Food & Drink » Glenda Bartosh on Food

Food and drink: Edible Whistler’s best-kept secrets

Shop like a local, eat like a local, remember like a local



Got a dear cousin you haven't seen in 20 years staying with you for the Games? Or your boss' sister from Calgary? Or maybe you're a lucky visitor who's got a hotel condo with kitchen, or you want the inside track on authentic Whistler "secrets" when it comes to packing souvenirs back home.

Either way, Whistler's homegrown, food-fancy entrepreneurs offer so many tastes of the town you'll have no problem finding some real gems that bottle or bag the spirit of the place.

After all, what better souvenir can you find than one you eat? Taste that mountain air locked inside? Those local flowers?

To make life easy for you, the grocery stores sprinkled throughout the valley - The Grocery Store, Marketplace IGA and Upper Village Market right in beautiful downtown Whistler; Nesters Market on Nesters Road ("where the locals shop"); and Creekside Market in Creekside - all have the happy habit of practicing what they preach when it comes to buying local. This can mean Whistler, Pemberton/ Lillooet or B.C., depending on your view.

"People are coming here from all over the world so I try to carry all these local products," says Scott Aldrich, assistant manager and buyer at The Grocery Store. "I figure when people are travelling they want to find something they can't get back home. Plus we're all supporting the local food community - and we have a lot of it around here."

§ Source data
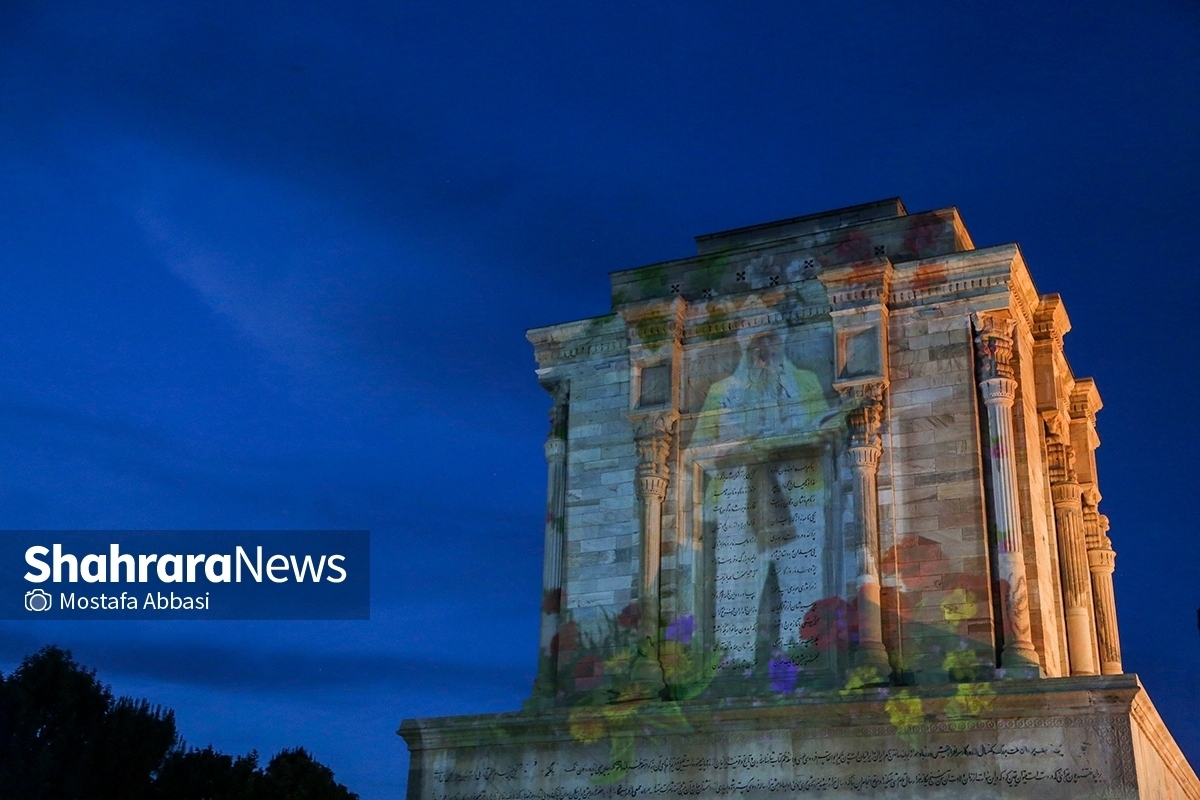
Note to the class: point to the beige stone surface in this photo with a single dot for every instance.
(1050, 739)
(821, 501)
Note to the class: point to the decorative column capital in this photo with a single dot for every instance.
(994, 340)
(1102, 560)
(999, 391)
(652, 438)
(864, 420)
(561, 394)
(1061, 457)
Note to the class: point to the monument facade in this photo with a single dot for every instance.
(822, 519)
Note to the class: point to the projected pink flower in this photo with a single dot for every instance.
(628, 615)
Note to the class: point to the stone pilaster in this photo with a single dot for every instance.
(653, 435)
(994, 338)
(1102, 561)
(545, 685)
(1085, 402)
(863, 458)
(1068, 516)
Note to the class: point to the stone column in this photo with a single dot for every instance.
(994, 338)
(863, 457)
(1068, 517)
(545, 685)
(1102, 560)
(652, 435)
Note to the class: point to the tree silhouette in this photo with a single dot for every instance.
(64, 737)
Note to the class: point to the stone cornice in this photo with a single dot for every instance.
(1050, 320)
(577, 341)
(1085, 401)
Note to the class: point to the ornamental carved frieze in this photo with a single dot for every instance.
(865, 415)
(652, 438)
(994, 341)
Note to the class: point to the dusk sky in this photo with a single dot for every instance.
(270, 265)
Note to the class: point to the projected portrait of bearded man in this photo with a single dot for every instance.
(766, 517)
(771, 394)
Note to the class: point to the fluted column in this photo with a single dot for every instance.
(1102, 561)
(1068, 516)
(994, 337)
(545, 685)
(863, 458)
(652, 435)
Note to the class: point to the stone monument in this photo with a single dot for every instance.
(822, 521)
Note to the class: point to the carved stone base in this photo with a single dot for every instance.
(1096, 737)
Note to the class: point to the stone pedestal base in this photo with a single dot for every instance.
(1096, 737)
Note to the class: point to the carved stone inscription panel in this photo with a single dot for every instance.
(1039, 759)
(767, 523)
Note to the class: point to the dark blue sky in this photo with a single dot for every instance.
(269, 265)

§ Work instructions
[1] From the article on Whistler food, print everything from "After all, what" down to "on your view.".
[2] Name every grocery store mentioned in the article on Whistler food.

§ Answers by task
[1]
After all, what better souvenir can you find than one you eat? Taste that mountain air locked inside? Those local flowers?

To make life easy for you, the grocery stores sprinkled throughout the valley - The Grocery Store, Marketplace IGA and Upper Village Market right in beautiful downtown Whistler; Nesters Market on Nesters Road ("where the locals shop"); and Creekside Market in Creekside - all have the happy habit of practicing what they preach when it comes to buying local. This can mean Whistler, Pemberton/ Lillooet or B.C., depending on your view.

[2]
The Grocery Store
Marketplace IGA
Upper Village Market
Nesters Market
Creekside Market